Tasks to perform:
• A. Reproduce the Kafka pipeline write-up word for word, everything from "The team needed" down to "many bundles each)".
• B. Pick up the Kafka pipeline write-up after its final line and keep it going.

>> BEGIN Selected passage

Building a Kafka Data Pipeline: From 8 Hours to 5 Minutes

Context

At a fintech payment gateway platform, we operated two databases: Couchbase (NoSQL) as the primary operational store, and MySQL as a secondary relational store used for reporting and internal tooling.

Periodically, a full data synchronization was required — copying a large hierarchical data set from Couchbase into MySQL. This process included providers, their service offerings, and deeply nested subscription metadata.

Problem

The existing process was entirely manual: a DBA would run a series of scripts that read from Couchbase and wrote to MySQL. It:

• Took ~8 hours to complete
• Offered no parallelism — each entity was processed sequentially
• Had no retry logic — a failure mid-run required starting over
• Produced no observability — it was impossible to tell how far along it was
• Blocked any dependent reporting processes during the run

The team needed a repeatable, reliable, and fast alternative.

Constraints

• The Couchbase data was hierarchical: provider services → providers → bundles → subscription fields
• The fan-out at each level was large (thousands of providers, many bundles each)

>> END Selected passage
>> BEGIN Records

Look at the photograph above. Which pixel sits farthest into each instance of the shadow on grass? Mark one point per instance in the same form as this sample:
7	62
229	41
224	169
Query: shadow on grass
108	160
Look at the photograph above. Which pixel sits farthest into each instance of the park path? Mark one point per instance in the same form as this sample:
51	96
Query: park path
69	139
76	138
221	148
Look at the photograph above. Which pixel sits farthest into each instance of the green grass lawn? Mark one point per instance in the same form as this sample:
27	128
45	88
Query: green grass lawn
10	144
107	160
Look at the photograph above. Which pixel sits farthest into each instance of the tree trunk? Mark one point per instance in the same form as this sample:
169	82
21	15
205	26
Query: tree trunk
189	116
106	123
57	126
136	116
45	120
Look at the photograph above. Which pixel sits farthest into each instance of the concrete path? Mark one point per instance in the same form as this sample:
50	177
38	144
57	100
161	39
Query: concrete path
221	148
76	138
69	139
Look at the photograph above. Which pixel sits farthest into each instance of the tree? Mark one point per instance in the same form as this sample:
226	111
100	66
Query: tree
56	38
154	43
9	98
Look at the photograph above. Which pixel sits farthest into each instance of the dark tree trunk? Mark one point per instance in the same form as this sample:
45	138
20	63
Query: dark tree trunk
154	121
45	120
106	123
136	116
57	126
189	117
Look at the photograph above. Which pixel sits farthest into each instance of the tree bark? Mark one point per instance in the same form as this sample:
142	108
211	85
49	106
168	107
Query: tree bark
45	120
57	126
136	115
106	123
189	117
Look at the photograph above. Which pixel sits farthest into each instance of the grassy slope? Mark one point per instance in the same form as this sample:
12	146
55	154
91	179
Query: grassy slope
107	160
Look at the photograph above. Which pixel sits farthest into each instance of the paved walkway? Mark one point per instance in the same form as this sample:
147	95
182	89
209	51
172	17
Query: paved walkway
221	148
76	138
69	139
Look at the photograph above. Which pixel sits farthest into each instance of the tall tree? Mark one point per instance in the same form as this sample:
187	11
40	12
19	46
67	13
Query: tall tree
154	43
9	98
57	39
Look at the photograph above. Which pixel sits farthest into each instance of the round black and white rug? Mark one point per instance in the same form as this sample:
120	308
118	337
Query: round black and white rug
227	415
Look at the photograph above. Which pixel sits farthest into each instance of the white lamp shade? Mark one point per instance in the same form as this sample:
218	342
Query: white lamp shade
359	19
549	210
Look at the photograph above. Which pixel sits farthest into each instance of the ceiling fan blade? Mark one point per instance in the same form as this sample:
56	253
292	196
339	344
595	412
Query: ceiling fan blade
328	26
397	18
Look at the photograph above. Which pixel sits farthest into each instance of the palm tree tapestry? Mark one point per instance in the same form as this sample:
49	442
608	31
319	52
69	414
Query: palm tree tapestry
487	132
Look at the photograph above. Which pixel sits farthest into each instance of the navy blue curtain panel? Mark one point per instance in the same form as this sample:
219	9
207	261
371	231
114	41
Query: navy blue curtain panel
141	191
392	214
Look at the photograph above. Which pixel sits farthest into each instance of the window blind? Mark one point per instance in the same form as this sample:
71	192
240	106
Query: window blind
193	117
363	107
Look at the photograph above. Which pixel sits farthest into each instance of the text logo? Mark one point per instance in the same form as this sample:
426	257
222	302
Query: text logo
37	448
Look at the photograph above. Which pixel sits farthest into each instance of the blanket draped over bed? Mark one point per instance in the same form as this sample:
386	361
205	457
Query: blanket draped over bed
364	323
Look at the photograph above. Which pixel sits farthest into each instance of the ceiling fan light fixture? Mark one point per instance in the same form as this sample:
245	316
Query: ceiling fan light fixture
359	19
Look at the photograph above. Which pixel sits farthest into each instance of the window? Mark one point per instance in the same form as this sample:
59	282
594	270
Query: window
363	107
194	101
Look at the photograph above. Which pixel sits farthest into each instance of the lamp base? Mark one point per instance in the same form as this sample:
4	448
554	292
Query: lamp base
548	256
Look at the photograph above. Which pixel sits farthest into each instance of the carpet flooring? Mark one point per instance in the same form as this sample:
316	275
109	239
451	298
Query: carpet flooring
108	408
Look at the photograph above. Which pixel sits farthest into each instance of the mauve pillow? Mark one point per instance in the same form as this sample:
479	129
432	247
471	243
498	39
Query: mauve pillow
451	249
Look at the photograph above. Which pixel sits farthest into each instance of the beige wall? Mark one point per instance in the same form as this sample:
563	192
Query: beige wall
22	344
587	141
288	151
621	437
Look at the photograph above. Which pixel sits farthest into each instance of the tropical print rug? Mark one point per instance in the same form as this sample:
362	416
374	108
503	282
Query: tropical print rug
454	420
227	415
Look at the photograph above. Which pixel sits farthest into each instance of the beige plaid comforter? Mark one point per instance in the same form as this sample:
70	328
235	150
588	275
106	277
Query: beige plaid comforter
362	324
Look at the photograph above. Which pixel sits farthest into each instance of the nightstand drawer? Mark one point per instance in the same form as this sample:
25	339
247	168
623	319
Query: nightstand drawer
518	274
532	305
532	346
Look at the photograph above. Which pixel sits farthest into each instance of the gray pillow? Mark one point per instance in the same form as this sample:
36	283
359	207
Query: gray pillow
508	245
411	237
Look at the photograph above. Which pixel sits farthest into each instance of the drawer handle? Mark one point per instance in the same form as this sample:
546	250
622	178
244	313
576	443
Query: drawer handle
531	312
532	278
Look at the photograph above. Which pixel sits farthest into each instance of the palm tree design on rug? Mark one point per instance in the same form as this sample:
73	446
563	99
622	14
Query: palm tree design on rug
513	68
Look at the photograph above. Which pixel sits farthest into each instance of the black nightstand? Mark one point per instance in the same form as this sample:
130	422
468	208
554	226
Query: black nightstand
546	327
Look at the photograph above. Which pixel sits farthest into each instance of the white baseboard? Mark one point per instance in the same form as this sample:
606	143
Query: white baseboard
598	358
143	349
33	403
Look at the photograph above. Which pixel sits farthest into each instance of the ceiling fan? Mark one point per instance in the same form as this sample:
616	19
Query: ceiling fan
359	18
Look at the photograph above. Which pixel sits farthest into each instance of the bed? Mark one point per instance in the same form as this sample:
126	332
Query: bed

>> END Records

Expected results:
• A.
The team needed a repeatable, reliable, and fast alternative.

Constraints

• The Couchbase data was hierarchical: provider services → providers → bundles → subscription fields
• The fan-out at each level was large (thousands of providers, many bundles each)

• B.
• MySQL writes had to be atomic per-entity to avoid partial records
• The pipeline needed to handle partial failures gracefully without losing data
• We already had a Kafka consumer infrastructure in place — building a separate system would take longer

Design

The architecture uses the existing Kafka consumer as the execution engine, structured as a series of dependent stages:

Stage 1: Root trigger

• Read all provider services from Couchbase
• Store each in MySQL as the master entity
• Emit one Kafka message per provider service (fan-out)

Stage 2: Provider processing (per service)

• For each provider service message, fetch its providers from Couchbase
• Batch providers into groups of N
• Store provider records in MySQL
• Emit one Kafka message per batch (fan-out continues)

Stage 3: Bundle + subscription processing (per batch)

• For each batch of providers, fetch their bundles and subscription fields from Couchbase
• Store all in MySQL under the correct provider relationships

Stage 4: Activation (fan-in)

• After all batches are confirmed processed, mark old data as inactive and newly inserted data as active in a single transaction

Tradeoffs

Implementation Details

• Used Kafka consumer groups to allow multiple workers to process batches in parallel
• Each message contained enough context to be independently retried (idempotent design)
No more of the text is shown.